==== PROVIDED PASSAGE
Universal Database DB2: The Sequel

DB2
Typography
  • Smaller Small Medium Big Bigger
  • Default Helvetica Segoe Georgia Times

A couple of years ago, the relational database of the AS/400 had no name. Then, IBM referred to it as DB2/400. As of OS/400 V4R4, however, IBM has christened the relational-database-with-no-name as Universal Database (UDB). Find out the history of UDB and what new features will be coming with this new, improved database.

The AS/400’s integrated database in V4R4 has been renamed DB2 Universal Database (DB2 UDB). However, we AS/400 advocates know that DB2/400 by any other name would smell as sweet. So why the new name? Isn’t UDB just the same old DB2? UDB is the same database we have come to know and love but with a number of powerful new features. (These features won’t come immediately with V4R4, though; they will not be available until the third quarter of 1999.) DB2 UDB has become IBM’s cross-platform relational database (RDB). For us, this is a significant point because our good old DB2 is now on multiple hardware and software platforms, including Intel/Windows NT/98, Intel/OS/2, PowerPC/AIX, SPARC/Solaris, and HPPA/HPUX. With the increased interest in multiplatform Internet applications, our knowledge of DB2, and hence UDB, is becoming very marketable.
========
Please answer from the DB2 article: when will the new features of DB2 UDB become available? The entries after the DB2 article have nothing to do with it.
==== EXERCISE DATA
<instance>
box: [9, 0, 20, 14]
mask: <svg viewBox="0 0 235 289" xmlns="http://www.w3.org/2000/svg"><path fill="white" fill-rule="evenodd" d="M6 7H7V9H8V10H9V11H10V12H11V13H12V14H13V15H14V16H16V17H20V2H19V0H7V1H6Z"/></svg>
========
==== EXERCISE DATA
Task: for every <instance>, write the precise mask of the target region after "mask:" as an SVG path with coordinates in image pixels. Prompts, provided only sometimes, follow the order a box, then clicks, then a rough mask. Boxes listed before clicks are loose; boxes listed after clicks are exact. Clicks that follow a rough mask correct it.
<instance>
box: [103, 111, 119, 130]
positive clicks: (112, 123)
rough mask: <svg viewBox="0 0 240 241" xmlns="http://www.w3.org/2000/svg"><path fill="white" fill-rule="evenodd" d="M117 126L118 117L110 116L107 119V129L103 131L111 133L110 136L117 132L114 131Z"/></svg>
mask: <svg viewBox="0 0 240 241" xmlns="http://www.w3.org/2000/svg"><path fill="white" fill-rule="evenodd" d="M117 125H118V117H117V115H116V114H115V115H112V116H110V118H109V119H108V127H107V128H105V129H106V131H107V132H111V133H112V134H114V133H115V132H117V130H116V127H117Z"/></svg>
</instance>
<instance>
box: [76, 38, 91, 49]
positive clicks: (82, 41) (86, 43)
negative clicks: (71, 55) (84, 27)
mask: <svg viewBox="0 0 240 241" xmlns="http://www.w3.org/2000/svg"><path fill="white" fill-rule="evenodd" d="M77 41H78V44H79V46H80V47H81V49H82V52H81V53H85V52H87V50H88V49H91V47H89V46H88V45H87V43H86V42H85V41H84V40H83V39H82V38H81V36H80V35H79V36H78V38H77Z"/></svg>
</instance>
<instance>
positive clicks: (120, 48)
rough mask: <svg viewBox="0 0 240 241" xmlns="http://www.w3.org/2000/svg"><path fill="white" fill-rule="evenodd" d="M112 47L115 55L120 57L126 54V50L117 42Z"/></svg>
========
EXERCISE OUTPUT: The third quarter of 1999.